Find the line containing "Spot the leopard's ear". Retype it and every line after it through the end of the entries, exactly as written, with nothing added.

(Pointing and labeling entries)
--

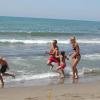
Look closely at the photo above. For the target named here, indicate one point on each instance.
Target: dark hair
(62, 53)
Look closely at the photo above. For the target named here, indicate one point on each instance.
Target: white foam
(42, 41)
(38, 76)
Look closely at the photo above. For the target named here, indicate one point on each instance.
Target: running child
(3, 69)
(54, 52)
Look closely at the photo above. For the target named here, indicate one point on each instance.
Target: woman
(54, 51)
(62, 66)
(75, 56)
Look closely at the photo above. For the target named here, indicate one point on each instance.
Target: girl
(75, 56)
(54, 52)
(62, 58)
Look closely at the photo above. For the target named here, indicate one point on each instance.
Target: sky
(57, 9)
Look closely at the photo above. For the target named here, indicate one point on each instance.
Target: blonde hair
(73, 39)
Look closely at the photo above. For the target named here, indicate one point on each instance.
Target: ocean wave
(44, 41)
(82, 72)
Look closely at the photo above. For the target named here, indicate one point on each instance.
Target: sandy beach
(79, 91)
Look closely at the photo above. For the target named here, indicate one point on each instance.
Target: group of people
(60, 57)
(56, 56)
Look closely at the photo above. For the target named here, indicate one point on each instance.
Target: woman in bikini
(54, 51)
(62, 66)
(75, 56)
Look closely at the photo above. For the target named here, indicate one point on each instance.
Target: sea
(24, 42)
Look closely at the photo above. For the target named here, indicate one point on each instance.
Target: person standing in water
(3, 69)
(54, 52)
(62, 56)
(75, 57)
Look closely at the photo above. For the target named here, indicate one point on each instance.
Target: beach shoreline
(76, 91)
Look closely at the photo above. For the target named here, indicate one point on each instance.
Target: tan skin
(3, 62)
(62, 61)
(53, 52)
(75, 58)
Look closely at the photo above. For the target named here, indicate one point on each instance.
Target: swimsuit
(63, 65)
(3, 68)
(53, 59)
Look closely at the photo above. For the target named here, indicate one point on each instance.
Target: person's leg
(49, 63)
(74, 66)
(1, 80)
(73, 69)
(9, 74)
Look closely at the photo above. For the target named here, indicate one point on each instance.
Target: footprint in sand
(31, 98)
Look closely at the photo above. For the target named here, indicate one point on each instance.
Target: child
(75, 56)
(62, 58)
(3, 69)
(54, 52)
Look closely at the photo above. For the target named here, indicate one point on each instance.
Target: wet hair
(62, 53)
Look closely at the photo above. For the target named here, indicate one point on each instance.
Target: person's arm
(77, 51)
(7, 65)
(56, 51)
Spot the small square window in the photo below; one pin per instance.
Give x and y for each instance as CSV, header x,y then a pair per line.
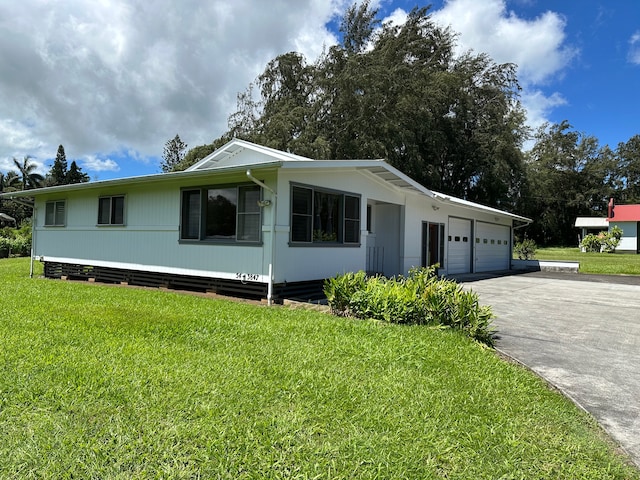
x,y
111,210
54,214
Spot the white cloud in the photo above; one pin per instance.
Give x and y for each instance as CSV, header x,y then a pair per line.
x,y
539,105
536,46
634,50
95,164
110,76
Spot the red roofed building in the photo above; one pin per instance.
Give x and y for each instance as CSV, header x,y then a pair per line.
x,y
627,217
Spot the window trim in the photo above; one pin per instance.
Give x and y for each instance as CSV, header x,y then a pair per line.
x,y
112,212
202,215
341,243
56,222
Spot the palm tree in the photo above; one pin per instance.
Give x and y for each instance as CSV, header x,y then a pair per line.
x,y
9,181
29,178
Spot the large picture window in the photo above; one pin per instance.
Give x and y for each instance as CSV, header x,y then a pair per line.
x,y
54,214
226,213
324,216
111,210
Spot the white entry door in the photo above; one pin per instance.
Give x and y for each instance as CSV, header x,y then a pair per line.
x,y
492,247
459,246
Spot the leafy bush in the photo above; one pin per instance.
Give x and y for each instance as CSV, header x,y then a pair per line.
x,y
419,298
526,250
341,288
5,247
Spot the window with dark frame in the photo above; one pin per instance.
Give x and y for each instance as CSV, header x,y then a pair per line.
x,y
55,214
111,210
321,216
221,213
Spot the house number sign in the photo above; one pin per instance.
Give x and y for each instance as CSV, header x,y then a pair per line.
x,y
247,277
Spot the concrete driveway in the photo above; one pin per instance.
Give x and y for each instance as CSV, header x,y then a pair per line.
x,y
581,333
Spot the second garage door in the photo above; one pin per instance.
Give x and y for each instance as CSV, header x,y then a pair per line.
x,y
493,251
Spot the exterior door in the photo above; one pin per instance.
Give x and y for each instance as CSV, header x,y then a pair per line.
x,y
432,244
459,246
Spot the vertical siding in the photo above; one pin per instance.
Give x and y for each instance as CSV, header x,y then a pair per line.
x,y
150,235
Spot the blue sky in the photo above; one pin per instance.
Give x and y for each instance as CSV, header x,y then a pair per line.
x,y
114,80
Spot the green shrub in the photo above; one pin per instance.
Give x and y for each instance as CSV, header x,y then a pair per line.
x,y
5,247
341,288
526,250
419,298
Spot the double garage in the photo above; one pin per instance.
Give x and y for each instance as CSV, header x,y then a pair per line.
x,y
475,246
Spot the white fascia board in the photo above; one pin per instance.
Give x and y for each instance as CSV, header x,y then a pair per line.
x,y
142,179
482,208
239,145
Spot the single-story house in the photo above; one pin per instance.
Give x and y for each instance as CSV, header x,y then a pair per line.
x,y
627,218
254,220
588,225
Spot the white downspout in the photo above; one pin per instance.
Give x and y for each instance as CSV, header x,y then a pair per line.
x,y
273,234
33,240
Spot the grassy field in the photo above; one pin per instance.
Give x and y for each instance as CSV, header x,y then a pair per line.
x,y
604,263
113,382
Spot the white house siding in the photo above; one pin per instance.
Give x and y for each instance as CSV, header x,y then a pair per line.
x,y
150,236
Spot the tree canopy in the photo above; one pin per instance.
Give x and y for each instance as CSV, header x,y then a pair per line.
x,y
451,121
173,154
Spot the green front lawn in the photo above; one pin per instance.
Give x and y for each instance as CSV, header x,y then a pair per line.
x,y
111,382
604,263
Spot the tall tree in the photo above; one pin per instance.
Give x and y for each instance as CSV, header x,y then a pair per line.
x,y
453,123
58,173
628,155
173,154
75,174
569,175
9,181
29,178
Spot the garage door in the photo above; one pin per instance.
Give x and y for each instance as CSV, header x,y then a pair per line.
x,y
459,246
493,252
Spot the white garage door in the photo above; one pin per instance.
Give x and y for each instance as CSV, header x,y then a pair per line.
x,y
459,246
492,247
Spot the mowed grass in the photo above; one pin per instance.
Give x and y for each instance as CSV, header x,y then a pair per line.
x,y
602,263
113,382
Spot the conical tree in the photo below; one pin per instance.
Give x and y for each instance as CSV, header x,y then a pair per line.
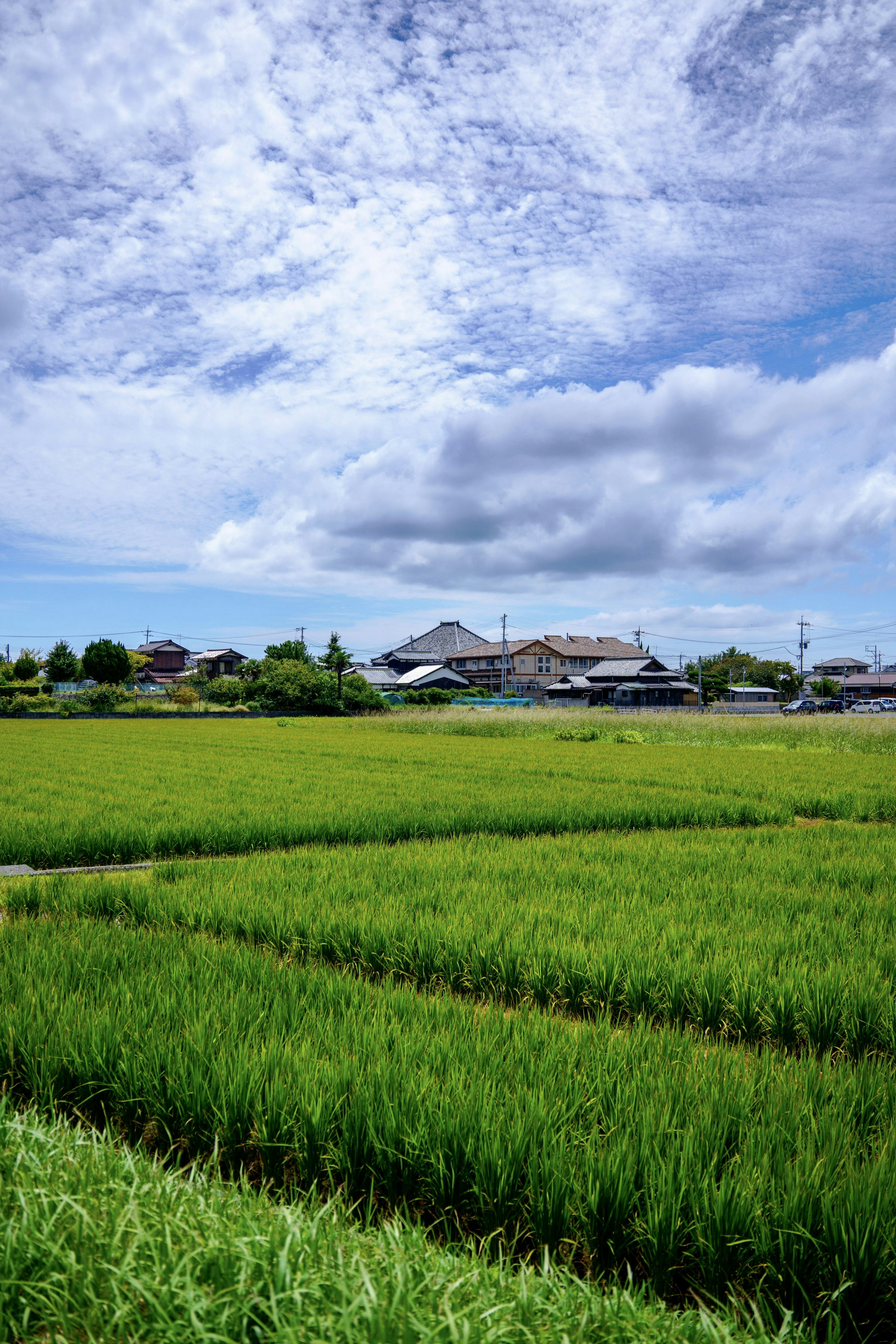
x,y
336,661
107,662
62,663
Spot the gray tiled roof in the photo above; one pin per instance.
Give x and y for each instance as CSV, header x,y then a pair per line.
x,y
628,667
445,642
377,677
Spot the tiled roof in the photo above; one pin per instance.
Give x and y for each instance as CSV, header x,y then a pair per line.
x,y
160,644
580,646
628,667
445,640
377,677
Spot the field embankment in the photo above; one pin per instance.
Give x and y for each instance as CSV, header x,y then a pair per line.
x,y
80,794
774,935
699,1166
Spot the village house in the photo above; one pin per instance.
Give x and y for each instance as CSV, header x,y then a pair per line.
x,y
220,662
432,678
440,646
168,662
625,683
535,665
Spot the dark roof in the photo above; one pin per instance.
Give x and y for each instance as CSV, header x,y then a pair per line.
x,y
574,646
445,640
377,677
629,667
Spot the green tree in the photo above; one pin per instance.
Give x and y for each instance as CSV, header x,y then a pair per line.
x,y
107,663
62,663
336,659
358,694
28,665
291,651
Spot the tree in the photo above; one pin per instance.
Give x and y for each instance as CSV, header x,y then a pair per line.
x,y
358,694
336,661
291,651
138,662
62,663
28,666
107,663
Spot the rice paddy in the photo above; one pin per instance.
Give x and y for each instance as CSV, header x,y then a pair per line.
x,y
516,1003
99,792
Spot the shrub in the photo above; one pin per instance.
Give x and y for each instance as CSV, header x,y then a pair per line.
x,y
225,690
107,663
26,666
288,685
185,695
358,694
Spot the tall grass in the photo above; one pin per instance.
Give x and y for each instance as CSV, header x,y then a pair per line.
x,y
699,1167
785,936
841,736
107,1245
115,792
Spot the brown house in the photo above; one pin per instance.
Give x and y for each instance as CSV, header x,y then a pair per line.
x,y
536,665
168,662
220,662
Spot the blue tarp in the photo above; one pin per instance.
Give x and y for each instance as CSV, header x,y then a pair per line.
x,y
494,705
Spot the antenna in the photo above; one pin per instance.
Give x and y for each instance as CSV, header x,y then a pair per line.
x,y
804,642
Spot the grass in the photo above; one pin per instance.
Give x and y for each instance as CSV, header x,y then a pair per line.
x,y
841,736
777,935
700,1167
100,792
108,1246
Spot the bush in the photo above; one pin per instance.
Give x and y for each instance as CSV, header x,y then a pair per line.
x,y
358,694
295,686
226,690
107,663
185,695
62,663
26,666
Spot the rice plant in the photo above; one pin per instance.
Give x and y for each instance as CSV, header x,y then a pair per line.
x,y
696,1167
782,936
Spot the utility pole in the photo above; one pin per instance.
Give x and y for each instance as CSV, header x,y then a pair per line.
x,y
804,642
506,661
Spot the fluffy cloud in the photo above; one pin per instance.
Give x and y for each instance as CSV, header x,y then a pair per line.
x,y
322,296
707,475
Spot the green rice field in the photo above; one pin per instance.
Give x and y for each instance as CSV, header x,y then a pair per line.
x,y
103,792
429,1031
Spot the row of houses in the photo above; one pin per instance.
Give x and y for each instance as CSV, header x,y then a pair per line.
x,y
577,670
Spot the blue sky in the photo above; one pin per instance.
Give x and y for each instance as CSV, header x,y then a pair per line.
x,y
363,316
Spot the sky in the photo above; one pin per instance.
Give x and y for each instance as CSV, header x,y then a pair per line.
x,y
365,316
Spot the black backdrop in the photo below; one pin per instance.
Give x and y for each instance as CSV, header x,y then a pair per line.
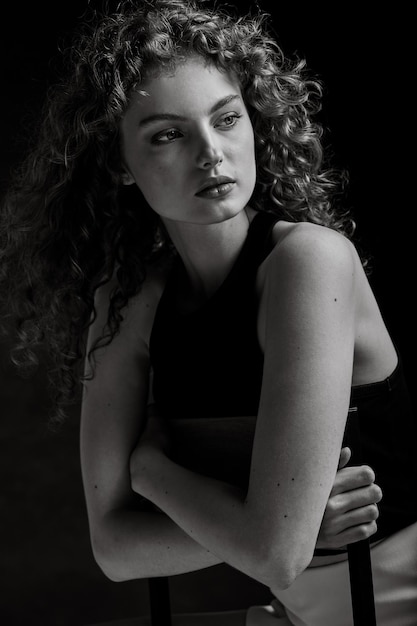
x,y
47,574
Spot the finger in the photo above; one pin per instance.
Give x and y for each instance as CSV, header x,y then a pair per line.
x,y
355,499
349,478
344,458
356,533
357,517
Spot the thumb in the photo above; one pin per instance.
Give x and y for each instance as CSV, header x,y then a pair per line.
x,y
344,458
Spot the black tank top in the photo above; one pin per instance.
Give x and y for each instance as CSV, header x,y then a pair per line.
x,y
207,375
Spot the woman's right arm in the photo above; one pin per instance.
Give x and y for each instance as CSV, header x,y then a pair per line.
x,y
130,543
127,542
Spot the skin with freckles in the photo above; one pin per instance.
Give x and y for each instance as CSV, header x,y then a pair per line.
x,y
201,130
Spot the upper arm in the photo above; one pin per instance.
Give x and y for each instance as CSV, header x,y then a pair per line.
x,y
114,405
309,315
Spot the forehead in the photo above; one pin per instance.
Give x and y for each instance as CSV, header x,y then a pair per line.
x,y
190,88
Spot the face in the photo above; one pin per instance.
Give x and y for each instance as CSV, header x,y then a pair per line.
x,y
188,144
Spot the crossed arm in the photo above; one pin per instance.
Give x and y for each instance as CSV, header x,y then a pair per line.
x,y
270,531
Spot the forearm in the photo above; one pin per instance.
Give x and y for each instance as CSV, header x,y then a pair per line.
x,y
135,544
213,513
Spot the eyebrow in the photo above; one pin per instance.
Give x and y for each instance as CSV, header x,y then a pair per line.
x,y
158,117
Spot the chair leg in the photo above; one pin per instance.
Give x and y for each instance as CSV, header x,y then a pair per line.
x,y
160,603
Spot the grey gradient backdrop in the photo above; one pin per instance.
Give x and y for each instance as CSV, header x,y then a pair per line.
x,y
47,573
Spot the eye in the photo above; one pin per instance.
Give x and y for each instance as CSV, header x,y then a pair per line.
x,y
228,121
166,136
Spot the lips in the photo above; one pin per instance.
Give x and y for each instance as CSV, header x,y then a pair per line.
x,y
216,185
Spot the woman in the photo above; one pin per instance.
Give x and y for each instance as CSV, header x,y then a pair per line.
x,y
223,273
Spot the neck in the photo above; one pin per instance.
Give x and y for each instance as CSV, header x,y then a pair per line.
x,y
209,251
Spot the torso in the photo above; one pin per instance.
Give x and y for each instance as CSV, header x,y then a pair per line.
x,y
375,356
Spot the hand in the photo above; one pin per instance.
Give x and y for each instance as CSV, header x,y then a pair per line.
x,y
352,509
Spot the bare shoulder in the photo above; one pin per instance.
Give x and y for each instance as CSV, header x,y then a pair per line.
x,y
311,248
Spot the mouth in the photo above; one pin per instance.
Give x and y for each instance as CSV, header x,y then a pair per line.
x,y
216,187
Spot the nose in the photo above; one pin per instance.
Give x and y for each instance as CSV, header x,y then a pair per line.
x,y
209,153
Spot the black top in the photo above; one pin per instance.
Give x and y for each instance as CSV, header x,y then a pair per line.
x,y
208,364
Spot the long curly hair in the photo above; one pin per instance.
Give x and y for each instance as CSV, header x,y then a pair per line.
x,y
68,225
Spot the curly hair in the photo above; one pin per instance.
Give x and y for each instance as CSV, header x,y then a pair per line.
x,y
68,225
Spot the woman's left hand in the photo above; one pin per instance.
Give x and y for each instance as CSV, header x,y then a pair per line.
x,y
352,509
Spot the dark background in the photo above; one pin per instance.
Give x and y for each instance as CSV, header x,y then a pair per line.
x,y
47,573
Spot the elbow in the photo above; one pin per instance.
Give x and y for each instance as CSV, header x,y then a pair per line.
x,y
280,568
104,560
107,558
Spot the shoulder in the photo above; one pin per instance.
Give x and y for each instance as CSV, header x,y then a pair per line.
x,y
310,248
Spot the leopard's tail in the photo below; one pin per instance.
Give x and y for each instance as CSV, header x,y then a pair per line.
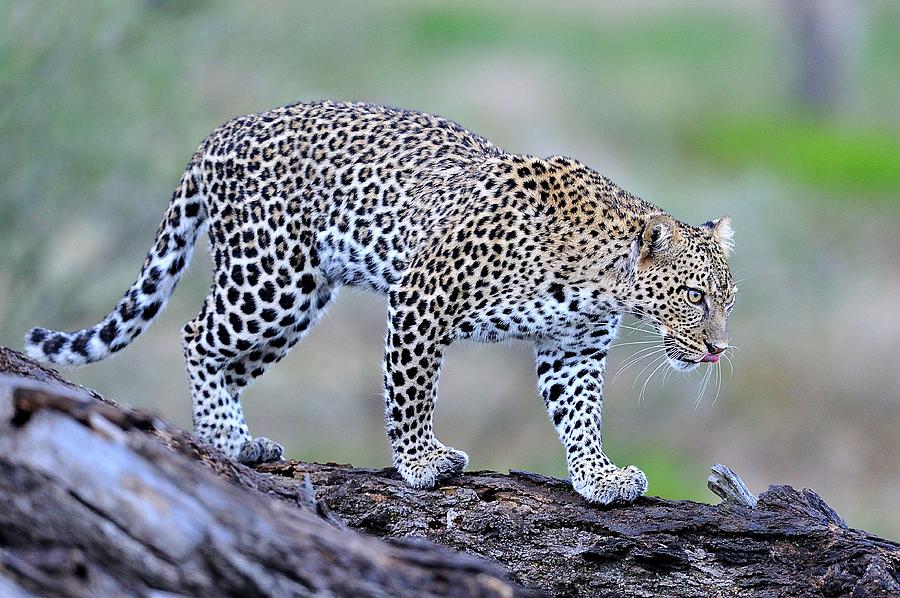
x,y
184,221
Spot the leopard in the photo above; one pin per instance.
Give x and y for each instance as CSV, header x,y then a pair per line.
x,y
466,241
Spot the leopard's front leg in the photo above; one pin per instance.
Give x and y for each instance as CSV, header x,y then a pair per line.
x,y
570,379
414,351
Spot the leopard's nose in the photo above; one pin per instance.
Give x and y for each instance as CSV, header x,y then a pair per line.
x,y
716,347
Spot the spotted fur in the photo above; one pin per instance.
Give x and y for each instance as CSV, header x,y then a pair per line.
x,y
465,239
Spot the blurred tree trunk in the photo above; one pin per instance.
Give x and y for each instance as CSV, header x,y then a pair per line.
x,y
826,35
103,500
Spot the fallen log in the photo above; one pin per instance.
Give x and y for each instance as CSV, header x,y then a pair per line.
x,y
102,500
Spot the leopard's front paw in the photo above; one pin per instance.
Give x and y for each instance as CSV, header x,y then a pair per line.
x,y
260,450
620,485
426,470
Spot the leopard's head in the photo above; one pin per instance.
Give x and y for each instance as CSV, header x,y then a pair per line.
x,y
683,287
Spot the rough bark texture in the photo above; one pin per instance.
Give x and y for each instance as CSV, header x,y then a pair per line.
x,y
100,500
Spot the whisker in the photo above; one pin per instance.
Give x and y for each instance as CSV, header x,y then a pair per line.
x,y
703,384
718,383
655,341
646,367
644,387
637,357
730,365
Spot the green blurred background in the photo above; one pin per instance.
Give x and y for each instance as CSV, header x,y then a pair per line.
x,y
782,114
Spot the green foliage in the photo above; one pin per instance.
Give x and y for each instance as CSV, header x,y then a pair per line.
x,y
831,158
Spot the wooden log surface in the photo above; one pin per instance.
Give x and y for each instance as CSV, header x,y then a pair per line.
x,y
102,500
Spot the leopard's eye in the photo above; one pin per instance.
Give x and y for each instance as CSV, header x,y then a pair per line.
x,y
694,296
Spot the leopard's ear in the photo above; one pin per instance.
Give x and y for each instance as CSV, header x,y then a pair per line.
x,y
660,234
722,231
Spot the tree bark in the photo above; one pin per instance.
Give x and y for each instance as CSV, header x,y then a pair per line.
x,y
103,500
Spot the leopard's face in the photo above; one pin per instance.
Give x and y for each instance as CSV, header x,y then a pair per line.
x,y
684,288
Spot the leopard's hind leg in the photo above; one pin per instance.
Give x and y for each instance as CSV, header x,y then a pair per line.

--

### Answer in full
Spot the leopard's ear in the photo above; one pin per instance.
Give x and y for each instance as CSV, header x,y then a pair per line.
x,y
660,234
722,231
Spot the tree bark in the photo above; one pin per instance.
Give x and y for each instance as CSV, header x,y then a pair per line.
x,y
103,500
Spot the leopard's face in the photo above; one pin per instance.
Give x and y for each instance as CSV, header x,y then a pair per line.
x,y
684,288
Spot the leopard's hind leg in the photo above; one pin per instance.
Give x and y for each instance as CSV, header x,y then a pair per line.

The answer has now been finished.